I was wondering if nayone could help me with insight into this topic.....

how do you tell the difference betwee love and just loving someone cos u need them....?

 

im so confused, my ex mark and i are still best friends, the thing is we broke up when i went overseas ( i broke up with him) and now im back 4 mnths later we still hang out every day and chill but just as friends, i admit i still have soft spot for him, i miss u sbeing close.

thing is he was so secure, he wa sone fo those guys who wouldnt let u down and play games etc and i needed that after my last bf b4 him.

anyways ive been in love b4 with a guy named luke and it was so different to love with mark and thats kinda why i broke it off with mark when i went overseas, because i wasnt 100 percent sure how i felt about him and he was fallin for me already.

thing is when i was overseas i missed him but it wasnt killin me but i knew if i gave it the chance with mark i could fall in love with him, that brings me to now and the past cpl mnths ive been home from overseas....we spend all time together like best friends and all my friends have moved into city for uni etc and so i have no other friends here in my home town anymores so i only have mark.

I care bout this guy soooooo much no doubt but i know hes moved on after i hurt him when i broke up with him and he may be starting to see someone new soon and i just feel soooooo awful......i feel so devestated that i have lost my best friend , what am i oging to do? i have noone else and i do EVERYTHING with mark, im the most special and closest person to him and he is to me. when we were together he was SO in love with me and we were so close and i loved bein needed and focused on, and im just confused that maybe thats what im upset about loosing( him needin me etc).

= Written task A =
What is the name of the guy the writer of the post says they had been in love with before Mark?

= Records to use =
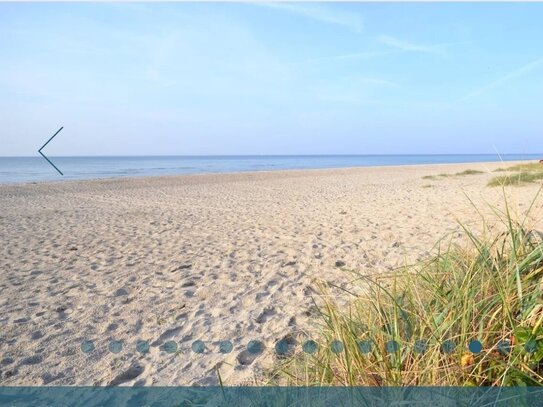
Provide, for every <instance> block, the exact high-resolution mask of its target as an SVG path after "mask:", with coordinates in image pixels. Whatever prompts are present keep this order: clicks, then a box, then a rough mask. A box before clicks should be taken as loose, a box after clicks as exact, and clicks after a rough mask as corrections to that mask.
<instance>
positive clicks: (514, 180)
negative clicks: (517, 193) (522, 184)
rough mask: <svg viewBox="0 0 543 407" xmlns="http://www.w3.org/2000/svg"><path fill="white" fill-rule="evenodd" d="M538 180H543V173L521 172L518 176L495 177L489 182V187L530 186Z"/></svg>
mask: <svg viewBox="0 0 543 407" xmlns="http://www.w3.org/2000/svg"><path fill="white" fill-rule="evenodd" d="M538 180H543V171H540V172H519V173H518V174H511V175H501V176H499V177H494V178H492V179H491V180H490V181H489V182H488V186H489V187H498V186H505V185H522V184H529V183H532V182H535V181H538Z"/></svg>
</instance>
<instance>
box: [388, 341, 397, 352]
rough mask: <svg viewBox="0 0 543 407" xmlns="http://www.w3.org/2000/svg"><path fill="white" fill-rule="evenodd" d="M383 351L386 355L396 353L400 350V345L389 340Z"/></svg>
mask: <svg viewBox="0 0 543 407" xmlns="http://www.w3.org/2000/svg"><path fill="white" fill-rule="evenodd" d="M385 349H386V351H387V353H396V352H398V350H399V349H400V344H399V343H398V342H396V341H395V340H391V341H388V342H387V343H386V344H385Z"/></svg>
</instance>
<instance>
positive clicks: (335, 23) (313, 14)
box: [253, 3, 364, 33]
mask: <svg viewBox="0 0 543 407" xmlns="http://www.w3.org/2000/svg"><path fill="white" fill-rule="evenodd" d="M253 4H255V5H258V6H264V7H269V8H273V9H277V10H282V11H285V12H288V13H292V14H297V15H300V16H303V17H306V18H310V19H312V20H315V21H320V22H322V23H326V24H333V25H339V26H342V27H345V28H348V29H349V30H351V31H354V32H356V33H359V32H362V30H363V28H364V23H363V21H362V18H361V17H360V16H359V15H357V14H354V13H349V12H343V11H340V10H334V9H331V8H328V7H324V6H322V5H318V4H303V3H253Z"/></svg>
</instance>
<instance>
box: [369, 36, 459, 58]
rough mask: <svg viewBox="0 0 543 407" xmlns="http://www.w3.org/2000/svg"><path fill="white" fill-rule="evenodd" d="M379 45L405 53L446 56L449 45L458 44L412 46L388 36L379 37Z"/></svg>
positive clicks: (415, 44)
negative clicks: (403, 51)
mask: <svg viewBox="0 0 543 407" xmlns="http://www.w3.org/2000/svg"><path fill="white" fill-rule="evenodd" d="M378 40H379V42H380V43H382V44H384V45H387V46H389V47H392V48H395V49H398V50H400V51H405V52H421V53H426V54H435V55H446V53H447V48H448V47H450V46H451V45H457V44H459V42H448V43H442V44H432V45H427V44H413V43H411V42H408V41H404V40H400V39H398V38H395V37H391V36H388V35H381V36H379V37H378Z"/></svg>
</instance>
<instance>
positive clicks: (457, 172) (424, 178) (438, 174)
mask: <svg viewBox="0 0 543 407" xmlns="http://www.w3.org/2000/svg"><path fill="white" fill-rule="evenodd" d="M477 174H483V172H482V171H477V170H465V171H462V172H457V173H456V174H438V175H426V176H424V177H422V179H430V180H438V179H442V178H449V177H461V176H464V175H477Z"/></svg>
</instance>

= Written task B =
Lay out the listing as a Markdown table with columns Nr and Line. Begin at the first line of the listing and stop after the line that has "negative clicks: (517, 193) (522, 184)", skipping blank lines and leaving the pictures out.

= Your solution A =
Luke

= Your solution B =
| Nr | Line |
|---|---|
| 1 | Provide, for every <instance> block, the exact high-resolution mask of its target as an SVG path after "mask:", with coordinates in image pixels. Whatever prompts are present keep this order: clicks, then a box, then a rough mask. A box before clicks should be taken as loose, a box after clicks as exact, and clicks after a rough mask as corrections to that mask. |
| 2 | <instance> |
| 3 | positive clicks: (514, 180) |
| 4 | negative clicks: (517, 193) (522, 184) |